### Challenge A:
Collect every line of the entries below that contains the string "pole".

We ended the day with some physical activity by practicing our Kung Fu dance again in the theater room. Tired, the kids collected their backpacks and headed outside to catch a bus, meet a parent, or walk home.

July 1 -- We had planned on going to the Jin Shan beach, but the typhoon changed things slightly. Though it was not very strong, it still had lots and lots of rain to spoil any good trip to the beach. So we rearranged our schedule and went to the Taipei Zoo instead. Everyone came prepared for rapidly changing weather: sun, quick shower, gusting winds, stillness and intense heat, showers, and so on. We had umbrellas up, down, up, down, and raincoats on, off, on, off all day long as we toured this wonderful big city zoo. Hannibal kids had seen many pictures already of this zoo so it was extra fun for them to identify actual locations within the zoo. Highlights of the zoo were the Penguin House, Amphibian House, African Animals area, and the zoo gift shop where the Hannibal kids used their Taiwanese money. You can buy a can of soda for $50, a T-shirt for $200, sunglasses for $280, and a candy bar for $25. One US dollar is equal to about 33 Taiwan dollars.

For lunch we walked from the zoo to a Ponderosa steak house – but like the McDonald’s we had been to earlier, it was the Chinese version of Ponderosa. Buffet style, there were noodles, exotic fruit (papaya, guava, mango), fried rice, gelatins and custards, chicken and pork dishes. There was also a very popular section (to both the Chinese and Hannibal kids) with French fries, spaghetti, and fixings for tacos.

### Challenge B:
List the highlights of the zoo that the account above names.

Lines of data
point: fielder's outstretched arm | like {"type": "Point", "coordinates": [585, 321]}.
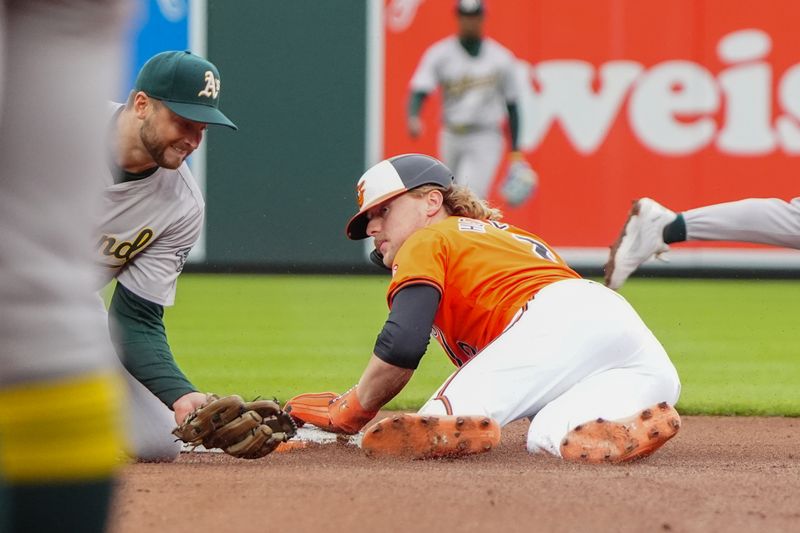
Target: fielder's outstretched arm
{"type": "Point", "coordinates": [140, 339]}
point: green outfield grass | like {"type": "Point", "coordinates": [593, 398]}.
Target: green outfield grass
{"type": "Point", "coordinates": [736, 344]}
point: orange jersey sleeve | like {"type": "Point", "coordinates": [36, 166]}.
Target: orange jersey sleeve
{"type": "Point", "coordinates": [485, 271]}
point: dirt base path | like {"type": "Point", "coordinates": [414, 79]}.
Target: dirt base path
{"type": "Point", "coordinates": [718, 474]}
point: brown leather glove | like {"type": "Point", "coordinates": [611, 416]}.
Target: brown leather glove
{"type": "Point", "coordinates": [247, 430]}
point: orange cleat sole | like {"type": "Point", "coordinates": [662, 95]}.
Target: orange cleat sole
{"type": "Point", "coordinates": [414, 436]}
{"type": "Point", "coordinates": [604, 441]}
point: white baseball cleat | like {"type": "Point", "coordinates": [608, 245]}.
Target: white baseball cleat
{"type": "Point", "coordinates": [641, 239]}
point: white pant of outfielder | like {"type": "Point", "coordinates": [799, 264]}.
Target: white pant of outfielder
{"type": "Point", "coordinates": [150, 425]}
{"type": "Point", "coordinates": [759, 220]}
{"type": "Point", "coordinates": [473, 157]}
{"type": "Point", "coordinates": [579, 352]}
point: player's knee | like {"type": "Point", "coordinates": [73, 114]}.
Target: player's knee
{"type": "Point", "coordinates": [539, 442]}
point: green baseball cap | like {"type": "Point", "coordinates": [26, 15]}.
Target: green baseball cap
{"type": "Point", "coordinates": [186, 83]}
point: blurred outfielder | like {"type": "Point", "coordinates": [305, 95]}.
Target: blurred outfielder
{"type": "Point", "coordinates": [651, 228]}
{"type": "Point", "coordinates": [476, 77]}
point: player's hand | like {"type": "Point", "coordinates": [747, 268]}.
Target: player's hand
{"type": "Point", "coordinates": [326, 410]}
{"type": "Point", "coordinates": [187, 404]}
{"type": "Point", "coordinates": [414, 127]}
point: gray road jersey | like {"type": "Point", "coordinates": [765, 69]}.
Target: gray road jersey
{"type": "Point", "coordinates": [147, 228]}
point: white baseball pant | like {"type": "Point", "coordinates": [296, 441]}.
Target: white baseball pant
{"type": "Point", "coordinates": [473, 157]}
{"type": "Point", "coordinates": [759, 220]}
{"type": "Point", "coordinates": [579, 352]}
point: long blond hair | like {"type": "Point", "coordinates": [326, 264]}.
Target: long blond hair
{"type": "Point", "coordinates": [461, 201]}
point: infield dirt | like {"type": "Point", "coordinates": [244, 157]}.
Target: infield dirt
{"type": "Point", "coordinates": [717, 474]}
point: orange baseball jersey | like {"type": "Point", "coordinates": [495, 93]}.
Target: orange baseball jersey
{"type": "Point", "coordinates": [485, 271]}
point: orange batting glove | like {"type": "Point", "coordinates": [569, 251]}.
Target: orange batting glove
{"type": "Point", "coordinates": [326, 410]}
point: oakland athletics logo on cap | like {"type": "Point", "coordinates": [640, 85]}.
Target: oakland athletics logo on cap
{"type": "Point", "coordinates": [212, 86]}
{"type": "Point", "coordinates": [175, 78]}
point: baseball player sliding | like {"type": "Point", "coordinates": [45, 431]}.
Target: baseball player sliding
{"type": "Point", "coordinates": [476, 77]}
{"type": "Point", "coordinates": [152, 216]}
{"type": "Point", "coordinates": [529, 337]}
{"type": "Point", "coordinates": [651, 228]}
{"type": "Point", "coordinates": [59, 392]}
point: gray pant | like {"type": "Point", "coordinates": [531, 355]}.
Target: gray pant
{"type": "Point", "coordinates": [757, 220]}
{"type": "Point", "coordinates": [58, 68]}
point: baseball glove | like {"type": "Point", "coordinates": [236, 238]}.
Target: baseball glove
{"type": "Point", "coordinates": [520, 183]}
{"type": "Point", "coordinates": [247, 430]}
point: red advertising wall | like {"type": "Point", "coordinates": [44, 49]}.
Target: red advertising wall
{"type": "Point", "coordinates": [690, 102]}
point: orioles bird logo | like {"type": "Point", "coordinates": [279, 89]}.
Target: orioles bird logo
{"type": "Point", "coordinates": [360, 193]}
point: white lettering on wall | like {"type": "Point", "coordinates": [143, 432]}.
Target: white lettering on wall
{"type": "Point", "coordinates": [747, 89]}
{"type": "Point", "coordinates": [673, 107]}
{"type": "Point", "coordinates": [567, 96]}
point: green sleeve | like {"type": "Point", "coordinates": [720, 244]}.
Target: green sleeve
{"type": "Point", "coordinates": [140, 339]}
{"type": "Point", "coordinates": [415, 103]}
{"type": "Point", "coordinates": [513, 124]}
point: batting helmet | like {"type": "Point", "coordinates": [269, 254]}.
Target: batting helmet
{"type": "Point", "coordinates": [391, 178]}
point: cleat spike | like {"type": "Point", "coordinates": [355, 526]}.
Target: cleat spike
{"type": "Point", "coordinates": [616, 441]}
{"type": "Point", "coordinates": [433, 437]}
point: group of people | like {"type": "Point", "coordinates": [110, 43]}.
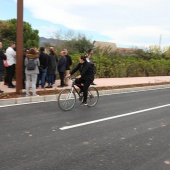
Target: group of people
{"type": "Point", "coordinates": [47, 65]}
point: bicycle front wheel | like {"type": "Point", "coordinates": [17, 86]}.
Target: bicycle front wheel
{"type": "Point", "coordinates": [92, 96]}
{"type": "Point", "coordinates": [66, 99]}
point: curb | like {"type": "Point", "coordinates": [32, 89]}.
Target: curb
{"type": "Point", "coordinates": [47, 98]}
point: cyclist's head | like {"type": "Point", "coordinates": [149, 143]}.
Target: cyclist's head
{"type": "Point", "coordinates": [82, 59]}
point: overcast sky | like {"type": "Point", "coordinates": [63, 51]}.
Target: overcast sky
{"type": "Point", "coordinates": [124, 22]}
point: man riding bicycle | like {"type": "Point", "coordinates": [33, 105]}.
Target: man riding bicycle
{"type": "Point", "coordinates": [86, 76]}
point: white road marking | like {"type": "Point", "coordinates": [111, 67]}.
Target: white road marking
{"type": "Point", "coordinates": [113, 117]}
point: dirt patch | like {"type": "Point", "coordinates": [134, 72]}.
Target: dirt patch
{"type": "Point", "coordinates": [57, 91]}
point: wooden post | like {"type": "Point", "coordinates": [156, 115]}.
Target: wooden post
{"type": "Point", "coordinates": [19, 46]}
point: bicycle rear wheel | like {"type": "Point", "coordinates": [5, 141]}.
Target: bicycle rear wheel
{"type": "Point", "coordinates": [66, 99]}
{"type": "Point", "coordinates": [92, 96]}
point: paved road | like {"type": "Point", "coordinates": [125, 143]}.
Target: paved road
{"type": "Point", "coordinates": [134, 136]}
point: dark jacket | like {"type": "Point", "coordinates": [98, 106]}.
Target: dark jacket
{"type": "Point", "coordinates": [51, 64]}
{"type": "Point", "coordinates": [62, 64]}
{"type": "Point", "coordinates": [2, 57]}
{"type": "Point", "coordinates": [85, 69]}
{"type": "Point", "coordinates": [69, 62]}
{"type": "Point", "coordinates": [43, 60]}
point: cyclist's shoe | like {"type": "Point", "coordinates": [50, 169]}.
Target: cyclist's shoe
{"type": "Point", "coordinates": [84, 104]}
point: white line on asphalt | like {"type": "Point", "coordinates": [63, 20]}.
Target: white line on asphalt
{"type": "Point", "coordinates": [113, 117]}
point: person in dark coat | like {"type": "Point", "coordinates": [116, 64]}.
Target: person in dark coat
{"type": "Point", "coordinates": [2, 68]}
{"type": "Point", "coordinates": [62, 68]}
{"type": "Point", "coordinates": [86, 76]}
{"type": "Point", "coordinates": [43, 57]}
{"type": "Point", "coordinates": [68, 64]}
{"type": "Point", "coordinates": [52, 52]}
{"type": "Point", "coordinates": [51, 69]}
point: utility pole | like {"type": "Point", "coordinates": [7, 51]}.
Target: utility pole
{"type": "Point", "coordinates": [160, 39]}
{"type": "Point", "coordinates": [19, 46]}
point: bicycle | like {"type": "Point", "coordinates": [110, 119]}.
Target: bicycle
{"type": "Point", "coordinates": [67, 97]}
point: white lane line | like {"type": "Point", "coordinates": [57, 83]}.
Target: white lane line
{"type": "Point", "coordinates": [113, 117]}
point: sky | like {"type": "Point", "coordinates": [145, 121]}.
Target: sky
{"type": "Point", "coordinates": [128, 23]}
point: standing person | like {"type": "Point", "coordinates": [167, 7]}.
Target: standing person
{"type": "Point", "coordinates": [2, 68]}
{"type": "Point", "coordinates": [11, 60]}
{"type": "Point", "coordinates": [86, 77]}
{"type": "Point", "coordinates": [90, 59]}
{"type": "Point", "coordinates": [62, 68]}
{"type": "Point", "coordinates": [31, 75]}
{"type": "Point", "coordinates": [43, 57]}
{"type": "Point", "coordinates": [52, 52]}
{"type": "Point", "coordinates": [51, 68]}
{"type": "Point", "coordinates": [68, 64]}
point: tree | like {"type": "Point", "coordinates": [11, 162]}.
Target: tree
{"type": "Point", "coordinates": [8, 33]}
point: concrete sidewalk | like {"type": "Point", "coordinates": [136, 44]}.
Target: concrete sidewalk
{"type": "Point", "coordinates": [100, 82]}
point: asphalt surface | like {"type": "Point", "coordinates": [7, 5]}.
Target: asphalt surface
{"type": "Point", "coordinates": [131, 132]}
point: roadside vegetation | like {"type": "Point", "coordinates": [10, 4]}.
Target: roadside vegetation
{"type": "Point", "coordinates": [139, 63]}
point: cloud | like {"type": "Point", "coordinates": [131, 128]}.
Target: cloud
{"type": "Point", "coordinates": [130, 21]}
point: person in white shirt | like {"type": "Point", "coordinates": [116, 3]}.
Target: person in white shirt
{"type": "Point", "coordinates": [90, 59]}
{"type": "Point", "coordinates": [11, 60]}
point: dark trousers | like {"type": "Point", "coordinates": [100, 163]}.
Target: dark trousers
{"type": "Point", "coordinates": [1, 74]}
{"type": "Point", "coordinates": [10, 72]}
{"type": "Point", "coordinates": [62, 78]}
{"type": "Point", "coordinates": [84, 88]}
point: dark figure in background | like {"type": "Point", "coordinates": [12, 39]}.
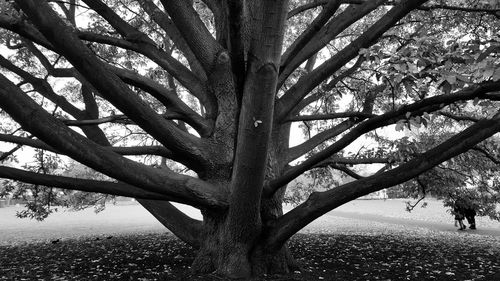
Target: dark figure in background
{"type": "Point", "coordinates": [459, 214]}
{"type": "Point", "coordinates": [470, 214]}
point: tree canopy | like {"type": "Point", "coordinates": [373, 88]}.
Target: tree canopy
{"type": "Point", "coordinates": [197, 102]}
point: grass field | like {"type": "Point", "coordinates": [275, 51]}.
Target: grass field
{"type": "Point", "coordinates": [362, 240]}
{"type": "Point", "coordinates": [132, 218]}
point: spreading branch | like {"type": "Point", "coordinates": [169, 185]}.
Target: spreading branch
{"type": "Point", "coordinates": [321, 202]}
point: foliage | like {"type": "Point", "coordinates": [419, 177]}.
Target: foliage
{"type": "Point", "coordinates": [196, 102]}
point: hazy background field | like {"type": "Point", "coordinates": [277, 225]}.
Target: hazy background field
{"type": "Point", "coordinates": [129, 217]}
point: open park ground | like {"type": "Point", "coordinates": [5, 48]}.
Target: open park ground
{"type": "Point", "coordinates": [362, 240]}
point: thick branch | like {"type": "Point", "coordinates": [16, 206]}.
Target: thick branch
{"type": "Point", "coordinates": [167, 97]}
{"type": "Point", "coordinates": [199, 39]}
{"type": "Point", "coordinates": [308, 82]}
{"type": "Point", "coordinates": [330, 116]}
{"type": "Point", "coordinates": [37, 121]}
{"type": "Point", "coordinates": [113, 188]}
{"type": "Point", "coordinates": [184, 227]}
{"type": "Point", "coordinates": [315, 40]}
{"type": "Point", "coordinates": [175, 35]}
{"type": "Point", "coordinates": [109, 85]}
{"type": "Point", "coordinates": [321, 202]}
{"type": "Point", "coordinates": [301, 149]}
{"type": "Point", "coordinates": [416, 109]}
{"type": "Point", "coordinates": [122, 150]}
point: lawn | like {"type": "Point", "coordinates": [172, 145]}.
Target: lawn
{"type": "Point", "coordinates": [126, 243]}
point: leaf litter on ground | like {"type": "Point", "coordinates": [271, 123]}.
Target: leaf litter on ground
{"type": "Point", "coordinates": [401, 254]}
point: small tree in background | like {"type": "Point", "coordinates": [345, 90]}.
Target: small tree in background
{"type": "Point", "coordinates": [127, 87]}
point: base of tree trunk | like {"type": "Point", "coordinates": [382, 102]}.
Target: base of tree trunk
{"type": "Point", "coordinates": [234, 260]}
{"type": "Point", "coordinates": [238, 264]}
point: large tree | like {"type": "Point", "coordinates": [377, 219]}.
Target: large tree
{"type": "Point", "coordinates": [195, 101]}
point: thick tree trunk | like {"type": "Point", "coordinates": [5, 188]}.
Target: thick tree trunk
{"type": "Point", "coordinates": [220, 254]}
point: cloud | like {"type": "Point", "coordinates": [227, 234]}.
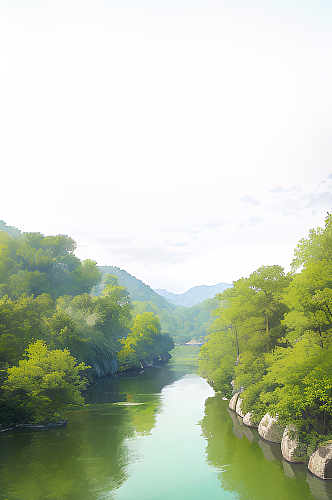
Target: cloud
{"type": "Point", "coordinates": [113, 241]}
{"type": "Point", "coordinates": [320, 199]}
{"type": "Point", "coordinates": [255, 219]}
{"type": "Point", "coordinates": [279, 189]}
{"type": "Point", "coordinates": [249, 199]}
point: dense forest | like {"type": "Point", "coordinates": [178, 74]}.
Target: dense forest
{"type": "Point", "coordinates": [182, 323]}
{"type": "Point", "coordinates": [55, 336]}
{"type": "Point", "coordinates": [272, 339]}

### Expected output A:
point: utility pole | like {"type": "Point", "coordinates": [7, 51]}.
Target: utility pole

### Expected output B:
The Penguin House, the Amphibian House, the African Animals area, and the zoo gift shop.